[Supplied records]

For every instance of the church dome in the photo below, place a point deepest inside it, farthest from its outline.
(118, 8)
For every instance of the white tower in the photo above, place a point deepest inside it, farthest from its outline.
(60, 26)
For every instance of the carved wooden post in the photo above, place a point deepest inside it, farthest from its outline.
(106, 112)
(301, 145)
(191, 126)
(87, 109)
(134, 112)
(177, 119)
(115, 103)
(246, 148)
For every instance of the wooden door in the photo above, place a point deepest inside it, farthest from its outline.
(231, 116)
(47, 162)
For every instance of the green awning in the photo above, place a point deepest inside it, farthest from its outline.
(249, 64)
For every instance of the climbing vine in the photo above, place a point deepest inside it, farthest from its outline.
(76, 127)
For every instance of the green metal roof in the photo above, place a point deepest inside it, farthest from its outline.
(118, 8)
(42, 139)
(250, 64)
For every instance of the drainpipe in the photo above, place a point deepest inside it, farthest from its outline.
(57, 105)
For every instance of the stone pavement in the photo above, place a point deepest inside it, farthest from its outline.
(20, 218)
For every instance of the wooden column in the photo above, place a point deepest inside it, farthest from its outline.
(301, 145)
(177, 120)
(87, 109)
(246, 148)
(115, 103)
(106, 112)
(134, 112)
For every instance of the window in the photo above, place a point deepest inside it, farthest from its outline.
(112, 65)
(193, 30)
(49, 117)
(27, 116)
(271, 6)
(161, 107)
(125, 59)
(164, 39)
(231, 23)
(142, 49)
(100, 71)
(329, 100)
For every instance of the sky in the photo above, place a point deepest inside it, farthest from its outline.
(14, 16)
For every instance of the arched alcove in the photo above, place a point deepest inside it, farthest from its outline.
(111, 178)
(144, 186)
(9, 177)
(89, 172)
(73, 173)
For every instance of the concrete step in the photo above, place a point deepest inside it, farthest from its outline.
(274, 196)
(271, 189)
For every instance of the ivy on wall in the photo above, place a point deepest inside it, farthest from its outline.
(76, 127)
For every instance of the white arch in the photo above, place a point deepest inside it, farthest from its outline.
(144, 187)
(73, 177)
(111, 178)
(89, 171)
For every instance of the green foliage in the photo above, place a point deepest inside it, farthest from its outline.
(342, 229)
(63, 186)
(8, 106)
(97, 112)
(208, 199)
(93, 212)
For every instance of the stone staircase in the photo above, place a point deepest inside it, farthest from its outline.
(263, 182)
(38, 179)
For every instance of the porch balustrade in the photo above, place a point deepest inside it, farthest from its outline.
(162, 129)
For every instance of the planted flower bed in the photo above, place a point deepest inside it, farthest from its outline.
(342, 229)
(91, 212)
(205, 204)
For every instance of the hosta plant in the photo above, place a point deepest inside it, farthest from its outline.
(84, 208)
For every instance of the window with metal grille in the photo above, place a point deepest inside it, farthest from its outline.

[/Supplied records]

## Directions
Write the data out in full, matching every line exactly.

## Response to this task
For every instance of the church dome in the photo below, place a point deepest inside it, farthest from its outline.
(118, 8)
For every instance of the white tower in the photo above, place a point deepest inside it, farthest from its outline.
(60, 26)
For every instance of the carved wooden post in the photo above, place a point deepest inside it, farthest from its outline.
(106, 112)
(301, 145)
(191, 126)
(87, 109)
(134, 112)
(177, 119)
(115, 103)
(246, 148)
For every instance of the wooden door in the photo above, place a point deepest inside it, farthest from its outline.
(231, 116)
(47, 162)
For every instance of the green awning in the photo above, place a point deepest inside it, farthest from its outline.
(249, 64)
For every instance of the climbing vine in the photo above, place a point deepest inside it, farthest from its outline.
(76, 127)
For every instance of the green metal roof in the photo above, place a point deepest inside it, farthest from its outline.
(118, 8)
(42, 139)
(250, 64)
For every instance of the drainpipe in the photo above, place a point deepest inside it, farthest from its outline.
(57, 105)
For every instance of the stone pavement in the photo above, place a point deepest inside it, farthest from its outline.
(20, 218)
For every instance of the wooden column in the photo above, place a point deepest inside it, farthest from its outline.
(301, 145)
(177, 120)
(87, 109)
(246, 148)
(115, 103)
(106, 112)
(134, 112)
For every instance of the window in the photo above, place a point deepest inside it, farthest from its outline.
(112, 65)
(193, 30)
(49, 117)
(27, 116)
(271, 6)
(161, 107)
(125, 59)
(164, 39)
(231, 23)
(142, 49)
(100, 71)
(329, 100)
For every instance of the sky in the photo above, place a point deepest inside it, farthest from its outline.
(14, 16)
For every instance of the arched alcove in the photo above, place a point deepest inside it, farthest from its outline.
(111, 178)
(144, 186)
(9, 177)
(89, 172)
(73, 173)
For every instance of the concrete step in the photo above, place a point deepest inside it, farthest from its outline.
(274, 196)
(271, 189)
For every instance of the ivy on wall in the photo above, place a point deepest inside it, farthest from its outline.
(76, 127)
For every instance of the white arch in the photo above, place a point deepest inside it, farthest from its outline.
(144, 187)
(73, 177)
(111, 178)
(89, 171)
For every instance of the green foliage in the photo above, place a point deepest inside it, farthest from its outline.
(342, 229)
(63, 186)
(8, 106)
(97, 112)
(208, 199)
(93, 212)
For every instance of the stone staircase in the photo above, place a point deepest inside it, farthest from its outline.
(263, 182)
(38, 179)
For every instance of the porch balustrade in the photo above, place a point deepest inside it, farthest from its outline.
(162, 129)
For every instance of the planted flower bed in the photo above, place a point deepest inside it, farthest from its outline.
(342, 229)
(91, 212)
(205, 204)
For every instance of the hosta plant in the photo above, place a point deepest inside it, farthest from its outline.
(84, 208)
For every instance of the window with metal grille in the photo above, place a point deepest inside it, farthest from its outline.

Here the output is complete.